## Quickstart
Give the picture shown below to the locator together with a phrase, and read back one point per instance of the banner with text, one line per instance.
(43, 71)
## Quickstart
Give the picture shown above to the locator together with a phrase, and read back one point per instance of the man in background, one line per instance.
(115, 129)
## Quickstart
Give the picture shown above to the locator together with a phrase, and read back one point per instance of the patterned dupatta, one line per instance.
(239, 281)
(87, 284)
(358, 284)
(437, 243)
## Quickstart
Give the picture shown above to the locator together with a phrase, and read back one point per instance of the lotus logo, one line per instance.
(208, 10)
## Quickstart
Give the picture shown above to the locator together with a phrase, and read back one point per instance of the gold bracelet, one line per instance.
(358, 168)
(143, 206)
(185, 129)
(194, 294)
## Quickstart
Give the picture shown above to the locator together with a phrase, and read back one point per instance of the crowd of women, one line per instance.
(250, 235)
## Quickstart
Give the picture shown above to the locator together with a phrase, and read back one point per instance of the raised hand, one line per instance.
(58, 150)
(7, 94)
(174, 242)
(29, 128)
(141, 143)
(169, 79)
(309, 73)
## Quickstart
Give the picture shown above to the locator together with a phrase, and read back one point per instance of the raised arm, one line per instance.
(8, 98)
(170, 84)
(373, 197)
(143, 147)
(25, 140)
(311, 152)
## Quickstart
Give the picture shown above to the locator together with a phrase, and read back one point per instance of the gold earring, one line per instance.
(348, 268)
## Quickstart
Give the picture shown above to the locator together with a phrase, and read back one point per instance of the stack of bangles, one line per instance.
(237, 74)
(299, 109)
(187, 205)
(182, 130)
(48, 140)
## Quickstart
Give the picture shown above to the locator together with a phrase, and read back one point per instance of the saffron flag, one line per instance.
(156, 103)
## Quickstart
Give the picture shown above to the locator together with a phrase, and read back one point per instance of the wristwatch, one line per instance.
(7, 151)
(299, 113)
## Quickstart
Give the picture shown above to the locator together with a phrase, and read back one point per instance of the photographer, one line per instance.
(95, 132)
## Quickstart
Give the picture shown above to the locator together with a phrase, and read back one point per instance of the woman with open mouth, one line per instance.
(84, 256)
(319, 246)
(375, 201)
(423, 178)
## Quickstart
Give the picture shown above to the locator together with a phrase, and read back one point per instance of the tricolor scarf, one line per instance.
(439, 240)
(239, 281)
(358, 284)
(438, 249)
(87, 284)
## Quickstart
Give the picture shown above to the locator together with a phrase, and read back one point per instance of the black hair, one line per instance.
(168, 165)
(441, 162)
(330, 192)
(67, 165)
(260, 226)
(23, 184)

..........

_Directions_
Word for word, copy out the data.

_Task solution_
## Quickstart
Give the picture shown below to the locator together with a phrase, and read back one point per instance of the banner with text, one line per instance.
(43, 71)
## Quickstart
Give the picture shown above to the locator together with a phrase, and read back one point per instance of the man in background, one line per instance.
(115, 129)
## Quickstart
Give the picture shown above to the locator together with a phrase, and read back one point per instance of the patterned dupatta, one line per instance.
(239, 281)
(87, 284)
(358, 284)
(437, 243)
## Quickstart
Give the picture shown above to the locator together with a phrase, and read back one point per instance of the lotus logo, one line per instance.
(208, 10)
## Quickstart
Give the picture shown above to the locator together with a phrase, and read back one point per instance of the gold bracelet, one line per instance.
(358, 168)
(143, 206)
(185, 129)
(194, 294)
## Quickstart
Give the picture shown above to the locator together with a phrase, and read back one point per instance of the crowd of women, one line per instance.
(250, 235)
## Quickstart
Give the picture shown above to the locator together with a phrase, and read back one point per instance of the raised hand, one line per instance.
(58, 150)
(7, 94)
(174, 242)
(29, 128)
(141, 143)
(169, 79)
(309, 73)
## Quickstart
Give the picture shown above to the locator together with a phrase, and read back one point per instance of the raised arm, one line per instance.
(8, 98)
(170, 84)
(373, 197)
(143, 147)
(25, 140)
(311, 152)
## Quickstart
Give the picture shown above to the locator together with a phrase, and read back one point per instance of the gold earring, one line per instance.
(348, 268)
## Quickstart
Give the picture shown above to the locator together with a phrase, and read back one point per instance of the stack of bangles, one line per instance.
(237, 74)
(299, 109)
(187, 205)
(182, 130)
(48, 140)
## Quickstart
Give the picture shown above to the locator together with a phrase, and read back one point per instance of the saffron flag, one line per instance.
(156, 103)
## Quickstart
Give the picture shown above to the locator together with a phrase, and read back one point per instance of the wristwatch, one line per instance.
(7, 151)
(299, 113)
## Quickstart
Give the picture shown above to the locator together with a phrase, and read back one point per instance of the photographer, one line per instance.
(95, 132)
## Quickstart
Give the picture shown above to the locator together with a phrase, and read back one point per instance of the woman with open mouth, one line per instance.
(84, 256)
(319, 246)
(375, 201)
(423, 178)
## Quickstart
Give the picture shown above to the locator together with a phrase, and read back one point per instance of the tricolor scarf, one line per instance.
(439, 240)
(239, 281)
(358, 284)
(438, 249)
(87, 284)
## Quickstart
Give the picture shown above to the locator together with a phrase, and read back one point per instance of the black hair, one line per instance.
(168, 165)
(441, 162)
(330, 192)
(67, 165)
(260, 226)
(23, 184)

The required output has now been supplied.